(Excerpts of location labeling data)
......

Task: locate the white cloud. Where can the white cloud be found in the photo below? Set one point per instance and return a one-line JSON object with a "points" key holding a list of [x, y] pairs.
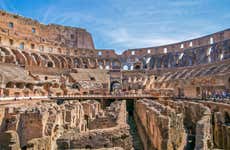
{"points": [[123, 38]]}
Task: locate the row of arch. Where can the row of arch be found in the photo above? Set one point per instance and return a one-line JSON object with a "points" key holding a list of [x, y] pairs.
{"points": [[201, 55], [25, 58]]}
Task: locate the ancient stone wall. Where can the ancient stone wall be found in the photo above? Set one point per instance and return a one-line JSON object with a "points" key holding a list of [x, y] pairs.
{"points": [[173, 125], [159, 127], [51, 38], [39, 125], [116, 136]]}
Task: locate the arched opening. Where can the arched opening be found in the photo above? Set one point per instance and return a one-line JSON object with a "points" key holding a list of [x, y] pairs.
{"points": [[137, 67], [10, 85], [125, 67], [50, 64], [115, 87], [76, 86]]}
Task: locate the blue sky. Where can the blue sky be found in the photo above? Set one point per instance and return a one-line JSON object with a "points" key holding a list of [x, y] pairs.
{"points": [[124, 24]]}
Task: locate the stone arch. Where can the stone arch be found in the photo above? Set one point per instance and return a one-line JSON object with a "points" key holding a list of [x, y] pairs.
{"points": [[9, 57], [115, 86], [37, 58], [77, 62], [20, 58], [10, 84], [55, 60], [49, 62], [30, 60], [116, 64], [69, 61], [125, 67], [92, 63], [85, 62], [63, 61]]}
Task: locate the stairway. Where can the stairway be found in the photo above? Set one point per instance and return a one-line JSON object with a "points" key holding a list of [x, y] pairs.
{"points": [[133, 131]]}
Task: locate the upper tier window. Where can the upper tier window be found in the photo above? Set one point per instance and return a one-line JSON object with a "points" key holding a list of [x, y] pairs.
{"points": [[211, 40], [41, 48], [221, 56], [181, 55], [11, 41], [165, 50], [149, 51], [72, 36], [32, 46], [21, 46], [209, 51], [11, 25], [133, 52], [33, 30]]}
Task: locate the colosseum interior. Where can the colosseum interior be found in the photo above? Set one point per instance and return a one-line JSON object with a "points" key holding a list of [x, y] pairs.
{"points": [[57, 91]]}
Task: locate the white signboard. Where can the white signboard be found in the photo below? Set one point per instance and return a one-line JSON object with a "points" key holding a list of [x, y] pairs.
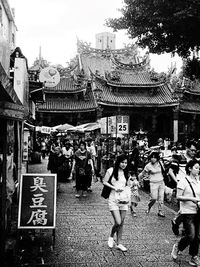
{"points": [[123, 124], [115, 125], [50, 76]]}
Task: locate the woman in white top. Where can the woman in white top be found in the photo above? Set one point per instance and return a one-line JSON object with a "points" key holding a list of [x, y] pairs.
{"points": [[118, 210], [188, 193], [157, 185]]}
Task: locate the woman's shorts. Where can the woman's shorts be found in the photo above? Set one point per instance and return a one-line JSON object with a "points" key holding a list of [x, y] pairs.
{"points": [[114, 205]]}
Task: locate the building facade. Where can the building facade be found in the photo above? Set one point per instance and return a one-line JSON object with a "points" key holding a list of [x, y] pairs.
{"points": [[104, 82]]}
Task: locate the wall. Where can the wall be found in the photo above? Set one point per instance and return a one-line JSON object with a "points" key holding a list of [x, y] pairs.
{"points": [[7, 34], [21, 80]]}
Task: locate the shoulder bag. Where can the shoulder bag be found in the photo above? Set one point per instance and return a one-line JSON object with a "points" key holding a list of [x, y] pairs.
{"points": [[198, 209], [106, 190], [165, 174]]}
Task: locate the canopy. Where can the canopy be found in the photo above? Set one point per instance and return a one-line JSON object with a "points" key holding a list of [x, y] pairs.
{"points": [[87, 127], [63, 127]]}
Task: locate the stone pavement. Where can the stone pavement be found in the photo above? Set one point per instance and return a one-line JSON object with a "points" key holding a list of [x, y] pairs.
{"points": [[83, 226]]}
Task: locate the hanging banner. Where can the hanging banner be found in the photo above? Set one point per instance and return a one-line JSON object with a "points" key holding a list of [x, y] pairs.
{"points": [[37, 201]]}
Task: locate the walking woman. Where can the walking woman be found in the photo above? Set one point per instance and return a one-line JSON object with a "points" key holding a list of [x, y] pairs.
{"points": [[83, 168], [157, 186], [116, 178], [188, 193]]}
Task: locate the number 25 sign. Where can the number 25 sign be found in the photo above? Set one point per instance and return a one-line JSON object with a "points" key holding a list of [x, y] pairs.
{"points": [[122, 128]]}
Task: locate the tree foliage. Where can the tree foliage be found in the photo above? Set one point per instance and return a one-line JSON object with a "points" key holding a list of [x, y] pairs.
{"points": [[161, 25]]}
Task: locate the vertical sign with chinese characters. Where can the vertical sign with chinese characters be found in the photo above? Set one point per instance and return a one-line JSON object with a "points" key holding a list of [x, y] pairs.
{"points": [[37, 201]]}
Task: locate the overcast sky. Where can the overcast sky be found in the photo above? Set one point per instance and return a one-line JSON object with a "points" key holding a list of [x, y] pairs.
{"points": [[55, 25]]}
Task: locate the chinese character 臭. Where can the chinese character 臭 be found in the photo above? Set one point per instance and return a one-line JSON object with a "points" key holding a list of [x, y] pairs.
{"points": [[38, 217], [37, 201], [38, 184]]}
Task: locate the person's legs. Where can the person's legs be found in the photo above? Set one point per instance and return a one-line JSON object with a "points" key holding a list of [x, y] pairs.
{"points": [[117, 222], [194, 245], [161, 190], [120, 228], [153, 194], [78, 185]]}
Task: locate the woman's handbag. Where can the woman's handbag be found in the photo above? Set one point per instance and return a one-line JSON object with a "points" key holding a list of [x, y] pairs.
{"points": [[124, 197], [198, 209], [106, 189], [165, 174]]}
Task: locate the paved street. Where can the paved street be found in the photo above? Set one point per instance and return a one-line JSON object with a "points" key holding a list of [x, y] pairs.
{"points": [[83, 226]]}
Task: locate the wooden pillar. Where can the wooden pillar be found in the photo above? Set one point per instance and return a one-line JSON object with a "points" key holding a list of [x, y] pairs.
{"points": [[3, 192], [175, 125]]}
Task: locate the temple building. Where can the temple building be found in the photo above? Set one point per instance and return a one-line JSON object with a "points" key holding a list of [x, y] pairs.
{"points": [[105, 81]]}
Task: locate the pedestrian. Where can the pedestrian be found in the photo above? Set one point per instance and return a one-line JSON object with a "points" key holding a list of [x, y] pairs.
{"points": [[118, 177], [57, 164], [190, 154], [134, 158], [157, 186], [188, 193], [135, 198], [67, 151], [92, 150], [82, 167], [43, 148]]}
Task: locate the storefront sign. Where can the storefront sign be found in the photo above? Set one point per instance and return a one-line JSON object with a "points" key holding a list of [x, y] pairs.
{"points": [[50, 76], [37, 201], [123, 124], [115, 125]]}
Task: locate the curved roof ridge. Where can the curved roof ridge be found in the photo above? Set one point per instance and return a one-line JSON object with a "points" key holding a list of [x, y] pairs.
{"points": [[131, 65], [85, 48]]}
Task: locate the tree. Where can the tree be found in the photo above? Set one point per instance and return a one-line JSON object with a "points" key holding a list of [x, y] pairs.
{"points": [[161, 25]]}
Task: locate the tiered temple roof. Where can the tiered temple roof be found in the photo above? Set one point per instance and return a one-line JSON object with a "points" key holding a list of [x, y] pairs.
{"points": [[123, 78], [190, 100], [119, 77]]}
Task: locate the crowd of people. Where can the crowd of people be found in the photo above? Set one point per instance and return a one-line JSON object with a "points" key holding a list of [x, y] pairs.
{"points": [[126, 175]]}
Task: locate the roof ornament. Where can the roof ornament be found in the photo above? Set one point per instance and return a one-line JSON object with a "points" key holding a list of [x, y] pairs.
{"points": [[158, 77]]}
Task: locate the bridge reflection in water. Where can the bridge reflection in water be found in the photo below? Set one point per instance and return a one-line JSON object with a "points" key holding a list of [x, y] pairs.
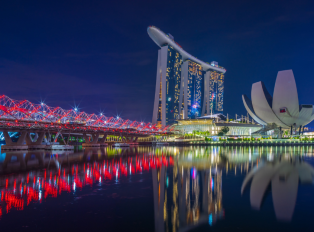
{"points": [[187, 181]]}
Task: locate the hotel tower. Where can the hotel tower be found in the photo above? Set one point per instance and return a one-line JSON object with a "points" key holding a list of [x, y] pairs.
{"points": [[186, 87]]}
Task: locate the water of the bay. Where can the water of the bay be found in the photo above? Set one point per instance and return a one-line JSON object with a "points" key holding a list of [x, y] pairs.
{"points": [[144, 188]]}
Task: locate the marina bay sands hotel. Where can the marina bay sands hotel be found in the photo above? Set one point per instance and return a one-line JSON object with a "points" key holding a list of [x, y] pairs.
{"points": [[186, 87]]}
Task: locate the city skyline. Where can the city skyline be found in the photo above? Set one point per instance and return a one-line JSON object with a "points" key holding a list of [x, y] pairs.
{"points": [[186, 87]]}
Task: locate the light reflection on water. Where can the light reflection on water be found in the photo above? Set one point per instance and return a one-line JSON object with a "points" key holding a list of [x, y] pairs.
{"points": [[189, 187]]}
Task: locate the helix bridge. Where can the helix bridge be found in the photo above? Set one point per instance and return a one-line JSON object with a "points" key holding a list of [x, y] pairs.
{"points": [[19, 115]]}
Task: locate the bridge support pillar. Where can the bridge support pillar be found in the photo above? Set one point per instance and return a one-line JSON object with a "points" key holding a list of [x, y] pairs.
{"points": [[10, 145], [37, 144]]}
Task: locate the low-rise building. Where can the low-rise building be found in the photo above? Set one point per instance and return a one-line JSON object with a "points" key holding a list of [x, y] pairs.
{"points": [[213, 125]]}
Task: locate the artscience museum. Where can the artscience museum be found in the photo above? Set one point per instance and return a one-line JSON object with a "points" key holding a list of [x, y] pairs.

......

What to produce | Only the lines from the one containing "Task: locate the hotel" to the end of the listing belong in the output, each reproduced exactly.

Correct response |
Task: locate the hotel tower. Where can the hotel tower be found in the photo above? Set one point per instance and return a one-line JSON object with a "points" key holding a list of [x, y] pairs.
{"points": [[186, 87]]}
Task: locate the water of the bay. Where can the water of the bay be found in the photo above? Set one point per instance and return a one-line JSON object with a "points" key holding a list of [x, y] pairs.
{"points": [[144, 188]]}
Task: locate the marina bay sands hotel. Where can the marina bay sands hotel be found in the photo above? Set one point per instance and return a one-line JSON object with a "points" key holding a list of [x, y] pairs.
{"points": [[186, 87]]}
Task: locate the city skyline. Where can the city skyline be found in the photo above? Set one point per instance and return a one-line JSON object with a "points" key holding a list of [x, y] pairs.
{"points": [[186, 87]]}
Task: locate the light reflection on water. Where can the light reflection on water be found in the photo above? Set one point per instance and return a one-line JSON object with a "points" key holding a list of [x, y] pairs.
{"points": [[189, 187]]}
Task: locate the helix bridge. Where can the helix bridge be found in the photo above? Set one point per instance and return a one-line JSON object with a "points" key holding a list of [x, y] pairs.
{"points": [[19, 115]]}
Task: locate the bridge support pillar. Where can the bridge support pillar be found in the photo above? Set one point per instance and return a one-line JSON object with a "points" key holding a list of [x, y] pairs.
{"points": [[10, 145], [37, 144]]}
Task: locate the low-rise building. Where can the low-rise building be found in the photo above? Set one point per instance and return a one-line JSON object with a "points" key holding a list of [x, y] pairs.
{"points": [[213, 125]]}
Task: locate the artscience museum. Where can the artscience museum be found in the photo above? Set one point per instance and return a one-line JSON object with a "points" key holding a list of [x, y] pairs.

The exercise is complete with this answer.